Work instruction:
Show each line of the data below in which "green" occurs.

━━━━━ Provided records ━━━━━

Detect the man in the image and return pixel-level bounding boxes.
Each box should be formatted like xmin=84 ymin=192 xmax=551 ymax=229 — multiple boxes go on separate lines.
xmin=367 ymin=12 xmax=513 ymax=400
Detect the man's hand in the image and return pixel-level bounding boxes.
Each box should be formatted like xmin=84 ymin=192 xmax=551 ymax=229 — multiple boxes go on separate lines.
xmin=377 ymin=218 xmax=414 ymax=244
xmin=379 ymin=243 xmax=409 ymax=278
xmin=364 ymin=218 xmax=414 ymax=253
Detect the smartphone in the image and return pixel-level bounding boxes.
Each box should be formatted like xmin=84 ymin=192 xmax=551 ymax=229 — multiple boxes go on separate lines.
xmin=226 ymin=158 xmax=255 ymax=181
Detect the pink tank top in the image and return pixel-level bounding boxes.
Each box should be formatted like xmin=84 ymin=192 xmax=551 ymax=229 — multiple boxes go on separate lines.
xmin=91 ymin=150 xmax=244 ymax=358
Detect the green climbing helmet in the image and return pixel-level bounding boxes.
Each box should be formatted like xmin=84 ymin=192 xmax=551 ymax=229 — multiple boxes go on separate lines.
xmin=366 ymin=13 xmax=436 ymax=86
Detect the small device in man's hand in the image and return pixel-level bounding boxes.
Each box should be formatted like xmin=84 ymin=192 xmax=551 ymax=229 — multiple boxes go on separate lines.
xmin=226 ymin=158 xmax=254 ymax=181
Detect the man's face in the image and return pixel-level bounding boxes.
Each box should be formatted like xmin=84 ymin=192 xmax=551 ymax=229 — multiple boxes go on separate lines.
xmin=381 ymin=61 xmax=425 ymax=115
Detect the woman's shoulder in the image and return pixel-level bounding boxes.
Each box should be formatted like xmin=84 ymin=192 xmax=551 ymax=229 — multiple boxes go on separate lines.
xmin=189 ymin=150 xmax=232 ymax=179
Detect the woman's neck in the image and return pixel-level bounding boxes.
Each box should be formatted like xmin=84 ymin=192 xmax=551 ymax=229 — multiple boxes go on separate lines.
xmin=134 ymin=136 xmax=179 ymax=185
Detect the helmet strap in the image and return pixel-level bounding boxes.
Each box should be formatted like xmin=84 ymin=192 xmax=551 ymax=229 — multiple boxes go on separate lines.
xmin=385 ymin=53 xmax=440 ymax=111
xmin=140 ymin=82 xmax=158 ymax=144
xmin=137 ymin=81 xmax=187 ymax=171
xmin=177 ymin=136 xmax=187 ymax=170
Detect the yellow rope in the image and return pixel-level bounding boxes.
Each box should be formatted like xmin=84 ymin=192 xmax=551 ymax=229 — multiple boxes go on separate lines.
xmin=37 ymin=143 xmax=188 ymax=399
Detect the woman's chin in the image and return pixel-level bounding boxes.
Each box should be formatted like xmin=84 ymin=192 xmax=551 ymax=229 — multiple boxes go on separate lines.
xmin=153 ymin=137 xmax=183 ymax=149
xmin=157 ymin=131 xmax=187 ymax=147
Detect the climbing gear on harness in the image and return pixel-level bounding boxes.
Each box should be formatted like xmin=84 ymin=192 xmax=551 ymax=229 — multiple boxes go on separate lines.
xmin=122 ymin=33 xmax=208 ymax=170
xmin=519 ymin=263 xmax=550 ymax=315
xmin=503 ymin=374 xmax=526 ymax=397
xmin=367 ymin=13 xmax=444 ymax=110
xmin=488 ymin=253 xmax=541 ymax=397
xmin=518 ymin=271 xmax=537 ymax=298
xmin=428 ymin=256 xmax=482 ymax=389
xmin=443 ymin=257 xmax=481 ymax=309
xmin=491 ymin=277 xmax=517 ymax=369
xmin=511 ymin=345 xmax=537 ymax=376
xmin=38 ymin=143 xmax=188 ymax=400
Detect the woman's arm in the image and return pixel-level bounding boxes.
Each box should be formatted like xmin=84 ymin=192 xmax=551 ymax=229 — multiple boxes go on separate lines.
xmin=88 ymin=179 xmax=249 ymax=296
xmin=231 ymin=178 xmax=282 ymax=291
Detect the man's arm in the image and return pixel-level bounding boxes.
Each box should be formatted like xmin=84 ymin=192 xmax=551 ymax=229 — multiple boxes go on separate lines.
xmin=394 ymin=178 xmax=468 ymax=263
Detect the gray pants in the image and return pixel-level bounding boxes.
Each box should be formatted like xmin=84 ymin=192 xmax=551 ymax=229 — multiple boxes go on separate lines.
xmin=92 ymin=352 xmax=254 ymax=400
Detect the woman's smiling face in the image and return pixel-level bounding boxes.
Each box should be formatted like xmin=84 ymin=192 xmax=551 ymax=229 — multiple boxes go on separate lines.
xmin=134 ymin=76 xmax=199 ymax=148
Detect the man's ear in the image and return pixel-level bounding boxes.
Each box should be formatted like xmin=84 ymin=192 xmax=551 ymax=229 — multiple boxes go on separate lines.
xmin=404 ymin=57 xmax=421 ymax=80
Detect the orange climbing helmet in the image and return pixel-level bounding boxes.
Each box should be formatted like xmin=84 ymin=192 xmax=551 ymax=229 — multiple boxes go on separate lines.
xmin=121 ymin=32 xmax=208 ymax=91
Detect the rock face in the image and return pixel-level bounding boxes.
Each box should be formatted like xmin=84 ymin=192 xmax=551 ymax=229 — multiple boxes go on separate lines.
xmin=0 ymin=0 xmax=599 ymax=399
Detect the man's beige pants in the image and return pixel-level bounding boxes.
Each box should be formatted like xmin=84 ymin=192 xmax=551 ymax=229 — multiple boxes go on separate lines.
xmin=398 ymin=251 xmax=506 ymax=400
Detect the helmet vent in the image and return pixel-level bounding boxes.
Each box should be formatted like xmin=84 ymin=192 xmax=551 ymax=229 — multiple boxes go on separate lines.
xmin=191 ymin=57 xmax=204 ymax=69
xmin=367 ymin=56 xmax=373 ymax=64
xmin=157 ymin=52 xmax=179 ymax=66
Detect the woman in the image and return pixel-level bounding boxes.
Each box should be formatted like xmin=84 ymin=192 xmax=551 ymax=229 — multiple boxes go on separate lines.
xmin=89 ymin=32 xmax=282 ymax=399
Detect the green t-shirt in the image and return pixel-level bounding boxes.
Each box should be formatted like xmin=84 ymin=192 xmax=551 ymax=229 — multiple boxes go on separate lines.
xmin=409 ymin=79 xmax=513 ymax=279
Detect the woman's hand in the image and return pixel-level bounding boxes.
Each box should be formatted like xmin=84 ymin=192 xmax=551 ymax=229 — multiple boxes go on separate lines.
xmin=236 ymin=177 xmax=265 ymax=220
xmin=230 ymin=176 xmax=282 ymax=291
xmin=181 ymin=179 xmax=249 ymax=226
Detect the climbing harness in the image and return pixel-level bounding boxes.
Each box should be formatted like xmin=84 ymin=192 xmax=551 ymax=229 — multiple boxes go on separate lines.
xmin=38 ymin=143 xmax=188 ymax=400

━━━━━

Exercise result:
Detect the green climbing helmet in the image and return pixel-level bounding boxes.
Detect the green t-shirt in the image and return pixel-level bounding boxes.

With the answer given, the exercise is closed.